- **Requirement**
Print, exactly and completely, the data that appears below.
_ _ _
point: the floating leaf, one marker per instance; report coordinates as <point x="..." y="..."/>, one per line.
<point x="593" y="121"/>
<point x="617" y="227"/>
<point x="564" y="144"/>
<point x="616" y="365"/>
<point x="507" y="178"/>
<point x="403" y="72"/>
_ _ _
- **Answer for this exercise**
point: the floating leaf, one marker per instance; report coordinates as <point x="..." y="..."/>, one per line.
<point x="593" y="121"/>
<point x="617" y="227"/>
<point x="564" y="144"/>
<point x="616" y="365"/>
<point x="507" y="178"/>
<point x="403" y="72"/>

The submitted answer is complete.